AIM 1:
From the biography of Kelly Pratt, list every instrument he played on Arcade Fire's Neon Bible world tour.
AIM 2:
Update the biography of Kelly Pratt, starting with "Kelly Pratt is" and going on through "Father John Misty.", and change "euphonium" to "baritone horn".

PAGE EXTRACT:
----

Kelly Pratt is an arranger and multi-instrumentalist best known for his horn work in the band Beirut and with David Byrne.

Biography
Born in Lexington, Kentucky, Pratt has been a member of Beirut since the band's relocation to Brooklyn, playing in the live band and on the recordings. He joined Montreal's Arcade Fire on their Neon Bible world tour in 2007–2008, playing trumpet, flugelhorn, euphonium, French horn and flute. Pratt has also been an arranger and musical director for David Byrne & St. Vincent, leading the brass section for the tour promoting their album Love This Giant. He is currently arranger and conductor for Father John Misty.

----

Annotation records
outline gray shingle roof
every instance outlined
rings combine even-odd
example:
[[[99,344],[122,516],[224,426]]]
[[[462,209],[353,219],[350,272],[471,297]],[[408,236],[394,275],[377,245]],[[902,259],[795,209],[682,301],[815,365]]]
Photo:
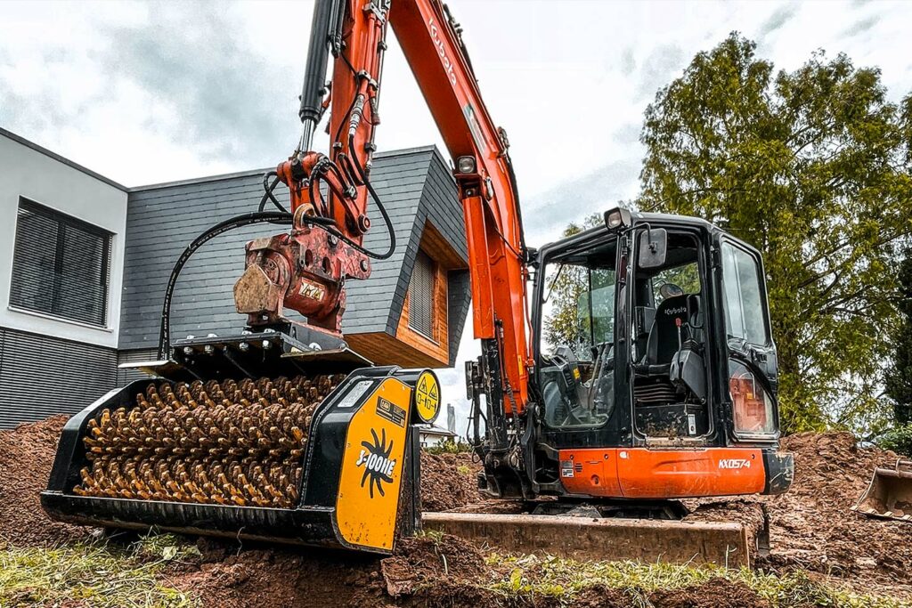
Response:
[[[255,210],[262,196],[262,174],[249,171],[130,190],[119,348],[149,348],[157,344],[161,298],[175,260],[213,223]],[[463,260],[468,257],[455,183],[435,148],[378,154],[371,179],[394,222],[399,244],[389,259],[375,261],[368,280],[347,283],[343,319],[347,334],[395,334],[427,220]],[[280,187],[276,193],[287,206],[287,190]],[[388,243],[385,225],[372,201],[369,210],[373,229],[365,245],[382,250]],[[258,224],[222,234],[202,247],[177,283],[171,308],[172,337],[241,330],[245,319],[234,311],[232,288],[244,272],[244,243],[254,236],[281,230]],[[451,273],[450,279],[451,364],[468,312],[469,289],[465,271]],[[288,316],[300,318],[290,311]]]

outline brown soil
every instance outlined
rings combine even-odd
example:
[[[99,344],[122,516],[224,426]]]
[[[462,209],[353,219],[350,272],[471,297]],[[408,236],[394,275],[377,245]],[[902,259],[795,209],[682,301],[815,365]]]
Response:
[[[722,578],[684,589],[654,592],[649,602],[656,608],[771,608],[743,582]]]
[[[92,529],[50,521],[38,492],[47,484],[56,443],[66,418],[0,431],[0,537],[17,545],[50,546],[86,538]],[[769,514],[772,553],[762,568],[807,570],[842,582],[855,591],[912,597],[912,525],[871,520],[849,510],[866,488],[876,465],[894,455],[858,448],[848,434],[802,434],[786,438],[795,454],[796,477],[779,497],[738,497],[690,501],[692,519],[737,519],[758,523]],[[468,455],[422,454],[422,500],[427,510],[477,508],[477,464]],[[491,503],[515,510],[516,504]],[[443,536],[405,539],[386,559],[251,543],[198,541],[202,556],[173,567],[165,582],[192,591],[206,605],[498,605],[503,597],[479,585],[493,580],[497,564],[461,540]],[[515,599],[515,598],[513,598]],[[713,579],[701,585],[654,593],[656,608],[766,606],[739,583]],[[534,605],[551,605],[534,598]],[[627,606],[624,593],[593,587],[578,605]]]
[[[424,510],[450,510],[484,501],[475,475],[482,470],[470,454],[421,452],[421,506]]]
[[[851,510],[875,468],[891,466],[896,455],[858,448],[849,433],[800,433],[784,438],[782,449],[795,458],[785,494],[687,501],[694,510],[689,519],[756,526],[765,510],[771,552],[759,560],[761,568],[820,572],[859,592],[912,597],[912,525]]]
[[[0,538],[16,545],[54,546],[91,529],[51,521],[39,493],[47,487],[66,416],[0,431]]]
[[[793,435],[782,448],[795,455],[795,479],[785,494],[762,499],[773,548],[766,565],[908,588],[912,524],[850,510],[875,468],[892,465],[896,455],[859,448],[849,433]]]

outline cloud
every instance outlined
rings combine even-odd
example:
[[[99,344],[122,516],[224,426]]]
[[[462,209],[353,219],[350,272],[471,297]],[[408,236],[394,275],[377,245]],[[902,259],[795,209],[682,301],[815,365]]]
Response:
[[[842,32],[843,36],[852,37],[855,36],[860,36],[865,32],[868,31],[872,27],[877,25],[880,21],[879,15],[872,15],[866,19],[862,19],[861,21],[856,21],[848,27],[846,27]]]
[[[147,23],[101,30],[101,62],[149,98],[158,114],[150,130],[203,158],[271,164],[294,143],[300,74],[283,73],[226,34],[243,26],[222,4],[155,4]]]
[[[639,141],[639,133],[643,125],[639,122],[628,122],[618,128],[611,136],[611,139],[622,146],[627,146]]]
[[[795,5],[785,5],[784,6],[780,6],[777,8],[772,15],[770,15],[763,25],[760,26],[760,37],[765,38],[770,34],[772,34],[777,29],[780,29],[788,21],[794,16],[795,13],[798,12],[798,6]]]
[[[640,67],[639,82],[634,93],[637,99],[652,98],[659,88],[668,84],[676,72],[684,67],[684,51],[675,44],[656,47]]]
[[[526,241],[532,246],[554,241],[567,223],[635,196],[639,170],[639,159],[617,160],[532,198],[523,209]]]
[[[627,46],[621,55],[621,71],[625,76],[630,76],[637,69],[637,58],[633,55],[633,46]]]

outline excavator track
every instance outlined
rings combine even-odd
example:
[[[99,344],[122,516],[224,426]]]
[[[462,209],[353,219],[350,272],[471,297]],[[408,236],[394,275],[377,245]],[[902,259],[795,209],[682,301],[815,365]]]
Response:
[[[291,508],[314,411],[344,375],[173,386],[105,408],[83,438],[79,496]]]

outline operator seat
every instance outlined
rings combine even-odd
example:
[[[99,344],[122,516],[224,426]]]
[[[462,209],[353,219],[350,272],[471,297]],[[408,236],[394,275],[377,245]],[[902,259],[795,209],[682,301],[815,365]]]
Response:
[[[646,356],[639,371],[648,376],[668,374],[671,358],[678,352],[680,344],[689,336],[689,317],[688,315],[688,295],[682,294],[663,300],[656,309],[656,320],[649,329],[646,343]],[[691,298],[690,314],[699,299]]]

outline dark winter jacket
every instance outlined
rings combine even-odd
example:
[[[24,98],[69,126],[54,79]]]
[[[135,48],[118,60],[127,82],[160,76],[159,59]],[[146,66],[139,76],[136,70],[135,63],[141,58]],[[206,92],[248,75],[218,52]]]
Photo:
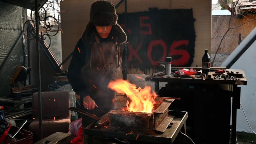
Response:
[[[80,96],[81,101],[85,96],[91,95],[90,92],[87,90],[80,72],[82,67],[90,60],[90,56],[86,56],[91,55],[91,47],[95,41],[94,33],[96,34],[101,42],[115,41],[117,39],[117,42],[122,44],[124,48],[121,64],[123,68],[123,75],[124,79],[126,79],[127,48],[126,42],[127,39],[124,30],[117,24],[117,19],[114,6],[112,3],[100,1],[92,5],[90,21],[86,25],[82,37],[76,45],[68,71],[68,81],[73,90],[77,95]],[[111,31],[108,37],[101,38],[96,32],[94,26],[95,25],[112,25]],[[92,98],[93,99],[93,97]]]

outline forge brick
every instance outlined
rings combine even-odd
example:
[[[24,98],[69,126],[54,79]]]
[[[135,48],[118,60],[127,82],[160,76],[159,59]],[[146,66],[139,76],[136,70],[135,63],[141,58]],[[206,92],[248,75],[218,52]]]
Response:
[[[150,135],[153,130],[151,113],[112,110],[109,113],[110,130],[116,132]]]

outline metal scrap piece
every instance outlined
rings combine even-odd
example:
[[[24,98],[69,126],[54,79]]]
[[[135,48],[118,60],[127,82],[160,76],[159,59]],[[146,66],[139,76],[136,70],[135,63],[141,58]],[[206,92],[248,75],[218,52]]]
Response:
[[[155,131],[158,132],[164,132],[174,117],[174,116],[170,115],[167,116],[156,128]]]

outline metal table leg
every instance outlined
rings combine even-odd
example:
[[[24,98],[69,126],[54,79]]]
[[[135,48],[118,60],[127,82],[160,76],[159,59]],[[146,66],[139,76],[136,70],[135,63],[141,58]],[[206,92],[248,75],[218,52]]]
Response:
[[[159,82],[155,82],[155,92],[157,93],[159,91]]]
[[[233,85],[233,94],[232,103],[232,126],[231,143],[236,143],[236,113],[237,109],[240,108],[240,96],[241,88],[237,85]]]

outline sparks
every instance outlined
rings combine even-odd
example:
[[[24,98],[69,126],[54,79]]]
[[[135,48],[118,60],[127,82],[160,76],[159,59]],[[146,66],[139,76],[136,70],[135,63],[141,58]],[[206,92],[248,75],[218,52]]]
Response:
[[[136,140],[137,140],[138,139],[138,137],[139,137],[139,134],[137,135],[137,137],[136,137],[136,139],[135,139]]]
[[[141,77],[140,76],[135,76],[135,77],[137,77],[137,78],[138,78],[139,79],[143,79],[143,80],[145,79],[144,78],[142,78],[142,77]]]
[[[95,88],[95,89],[97,88],[97,87],[96,87],[96,86],[95,86],[95,85],[94,85],[94,84],[92,84],[92,86],[93,86],[93,87],[94,87],[94,88]]]

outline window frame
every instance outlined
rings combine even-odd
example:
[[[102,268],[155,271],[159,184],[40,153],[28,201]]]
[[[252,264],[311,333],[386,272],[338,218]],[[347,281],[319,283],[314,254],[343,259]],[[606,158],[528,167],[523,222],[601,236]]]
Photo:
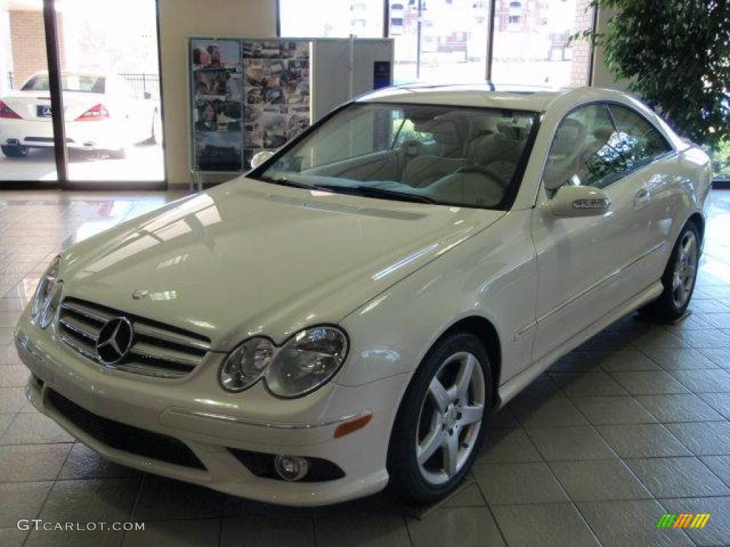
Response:
[[[580,103],[580,104],[575,104],[575,105],[571,106],[570,109],[569,109],[568,110],[566,110],[563,114],[563,115],[561,116],[560,120],[558,122],[558,123],[556,123],[555,125],[555,128],[553,130],[552,135],[550,135],[550,146],[548,147],[548,150],[547,150],[547,151],[545,152],[545,158],[542,160],[542,167],[540,168],[540,184],[539,184],[539,187],[538,188],[538,194],[536,195],[536,196],[535,196],[535,204],[536,205],[537,205],[537,195],[539,195],[539,190],[540,189],[545,190],[545,176],[545,176],[545,167],[548,165],[548,158],[550,156],[550,151],[553,148],[553,144],[555,141],[555,136],[556,136],[556,133],[558,132],[558,128],[560,127],[561,124],[563,123],[563,122],[565,120],[565,119],[566,117],[568,117],[568,116],[571,115],[576,110],[579,110],[579,109],[583,109],[583,108],[586,108],[588,106],[595,106],[596,104],[599,104],[599,105],[602,104],[604,106],[606,107],[606,110],[608,112],[608,115],[609,115],[609,116],[611,118],[611,123],[613,125],[613,128],[617,132],[618,131],[618,127],[616,125],[616,120],[615,120],[615,118],[613,116],[613,113],[611,112],[611,106],[612,105],[613,105],[613,106],[620,106],[620,107],[625,108],[627,110],[629,110],[629,112],[631,112],[631,113],[635,114],[636,115],[639,116],[642,120],[644,120],[648,124],[649,124],[649,125],[655,131],[656,131],[659,134],[659,136],[661,137],[661,139],[664,141],[664,144],[666,144],[667,148],[669,149],[664,154],[660,154],[659,155],[657,155],[657,156],[654,157],[653,158],[652,158],[649,161],[642,162],[642,163],[641,163],[639,165],[634,166],[631,169],[629,169],[629,170],[624,171],[620,176],[617,176],[613,180],[612,180],[609,184],[606,185],[604,187],[602,187],[601,190],[605,190],[606,188],[608,188],[609,187],[612,186],[612,185],[614,185],[615,183],[618,182],[618,181],[622,180],[624,178],[626,178],[626,176],[629,176],[631,174],[633,174],[636,173],[637,171],[639,171],[641,169],[645,168],[645,167],[647,167],[648,166],[650,165],[651,163],[653,163],[655,161],[657,161],[657,160],[661,160],[661,159],[664,159],[664,158],[669,158],[669,157],[672,157],[672,156],[676,155],[676,154],[677,154],[677,149],[675,148],[674,145],[672,144],[672,141],[669,139],[666,138],[666,135],[664,134],[664,132],[663,131],[661,131],[661,129],[660,129],[657,126],[657,125],[656,123],[654,123],[653,121],[652,121],[651,120],[650,120],[647,116],[644,115],[643,113],[639,112],[636,108],[634,108],[632,106],[626,104],[626,103],[623,103],[620,101],[614,101],[614,100],[611,100],[611,99],[595,100],[595,101],[590,101],[585,102],[585,103]],[[544,112],[543,112],[543,114],[544,114]],[[545,192],[547,193],[547,190],[545,190]],[[548,195],[548,199],[551,199],[552,197],[553,197],[552,195]]]

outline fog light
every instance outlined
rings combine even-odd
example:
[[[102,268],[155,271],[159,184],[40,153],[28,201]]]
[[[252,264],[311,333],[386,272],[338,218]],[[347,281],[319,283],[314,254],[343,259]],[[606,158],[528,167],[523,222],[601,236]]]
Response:
[[[285,481],[301,481],[310,470],[307,458],[301,456],[286,456],[280,454],[274,460],[274,467],[279,476]]]

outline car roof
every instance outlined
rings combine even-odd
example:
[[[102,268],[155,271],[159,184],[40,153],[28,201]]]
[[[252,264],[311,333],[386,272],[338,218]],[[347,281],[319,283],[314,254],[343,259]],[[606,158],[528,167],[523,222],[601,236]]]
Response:
[[[497,90],[493,90],[488,84],[462,85],[407,84],[367,93],[358,98],[358,101],[444,104],[542,112],[557,97],[569,92],[569,89],[548,90],[544,88],[508,85],[498,86]]]

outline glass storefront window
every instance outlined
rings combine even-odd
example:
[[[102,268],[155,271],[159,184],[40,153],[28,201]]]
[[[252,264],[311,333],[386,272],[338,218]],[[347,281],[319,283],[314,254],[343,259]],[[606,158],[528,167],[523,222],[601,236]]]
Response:
[[[550,87],[586,85],[589,44],[569,42],[591,28],[590,0],[496,0],[492,81]]]

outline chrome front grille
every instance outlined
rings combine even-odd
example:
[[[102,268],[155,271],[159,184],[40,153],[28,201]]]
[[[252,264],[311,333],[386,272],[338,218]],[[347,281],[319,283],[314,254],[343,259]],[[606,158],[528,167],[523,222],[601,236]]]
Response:
[[[116,317],[126,317],[134,330],[128,353],[113,365],[120,371],[181,378],[200,365],[210,350],[210,341],[200,335],[77,298],[66,298],[61,306],[61,338],[84,357],[103,365],[96,342],[104,325]]]

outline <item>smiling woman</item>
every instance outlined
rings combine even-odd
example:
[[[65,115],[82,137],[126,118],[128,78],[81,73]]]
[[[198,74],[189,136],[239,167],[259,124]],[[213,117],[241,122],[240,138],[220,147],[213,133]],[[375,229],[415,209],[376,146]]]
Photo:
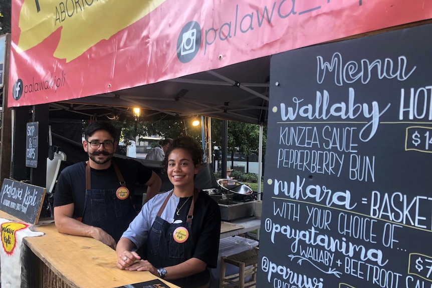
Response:
[[[123,233],[116,249],[119,268],[149,271],[181,287],[208,286],[208,268],[217,266],[221,210],[194,186],[203,154],[191,137],[173,141],[163,164],[174,189],[147,202]],[[146,260],[134,251],[141,246]]]

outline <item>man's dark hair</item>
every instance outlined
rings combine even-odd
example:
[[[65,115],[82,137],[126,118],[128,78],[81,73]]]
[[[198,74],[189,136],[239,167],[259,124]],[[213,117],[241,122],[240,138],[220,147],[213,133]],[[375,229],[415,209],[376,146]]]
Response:
[[[109,122],[104,121],[96,121],[92,122],[84,130],[84,137],[86,140],[89,140],[89,137],[91,137],[96,131],[104,130],[107,131],[114,139],[114,141],[117,140],[117,131],[114,127]]]

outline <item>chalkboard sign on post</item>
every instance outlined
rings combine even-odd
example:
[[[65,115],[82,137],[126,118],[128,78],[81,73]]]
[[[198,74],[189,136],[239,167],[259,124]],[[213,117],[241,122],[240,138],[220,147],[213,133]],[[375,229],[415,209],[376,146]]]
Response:
[[[38,144],[39,122],[27,123],[26,167],[38,168]]]
[[[272,56],[257,287],[432,287],[430,35]]]
[[[31,224],[39,220],[46,189],[9,179],[2,185],[0,210]]]

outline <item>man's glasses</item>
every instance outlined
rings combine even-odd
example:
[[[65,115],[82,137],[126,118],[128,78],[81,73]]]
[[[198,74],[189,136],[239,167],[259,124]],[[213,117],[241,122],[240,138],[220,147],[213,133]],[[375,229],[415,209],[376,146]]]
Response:
[[[112,149],[114,146],[114,142],[110,140],[106,140],[102,142],[97,140],[94,140],[92,141],[87,141],[87,142],[90,143],[90,147],[92,147],[92,149],[98,149],[101,146],[101,144],[103,144],[104,145],[104,148],[107,149]]]

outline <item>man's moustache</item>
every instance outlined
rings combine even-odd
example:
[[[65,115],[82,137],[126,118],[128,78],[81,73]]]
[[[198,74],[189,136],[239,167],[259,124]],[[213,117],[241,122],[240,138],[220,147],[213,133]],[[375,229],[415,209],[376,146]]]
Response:
[[[110,153],[109,152],[106,152],[104,151],[99,151],[99,152],[93,152],[91,154],[92,155],[94,155],[94,156],[99,156],[99,155],[103,155],[104,156],[108,156],[108,155],[111,155],[111,153]]]

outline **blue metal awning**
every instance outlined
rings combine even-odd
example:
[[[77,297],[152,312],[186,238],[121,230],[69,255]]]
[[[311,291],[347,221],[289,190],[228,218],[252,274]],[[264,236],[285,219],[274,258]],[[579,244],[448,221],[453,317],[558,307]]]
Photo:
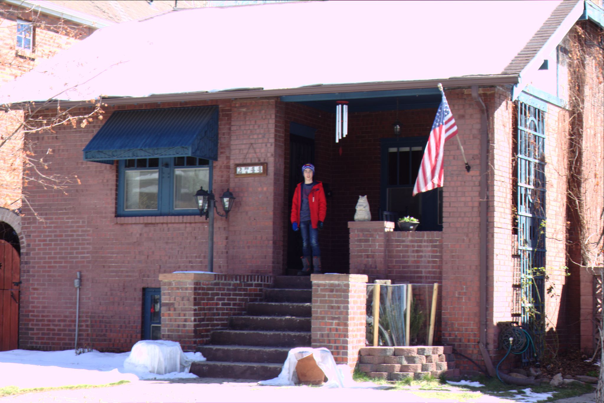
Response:
[[[191,106],[112,114],[84,147],[84,160],[196,156],[218,160],[218,107]]]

----

REPLY 1:
Trumpet, flugelhorn, euphonium, French horn, flute

REPLY 2:
Kelly Pratt is an arranger and multi-instrumentalist best known for his horn work in the band Beirut and with David Byrne.

Biography
Born in Lexington, Kentucky, Pratt has been a member of Beirut since the band's relocation to Brooklyn, playing in the live band and on the recordings. He joined Montreal's Arcade Fire on their Neon Bible world tour in 2007–2008, playing trumpet, flugelhorn, baritone horn, French horn and flute. Pratt has also been an arranger and musical director for David Byrne & St. Vincent, leading the brass section for the tour promoting their album Love This Giant. He is currently arranger and conductor for Father John Misty.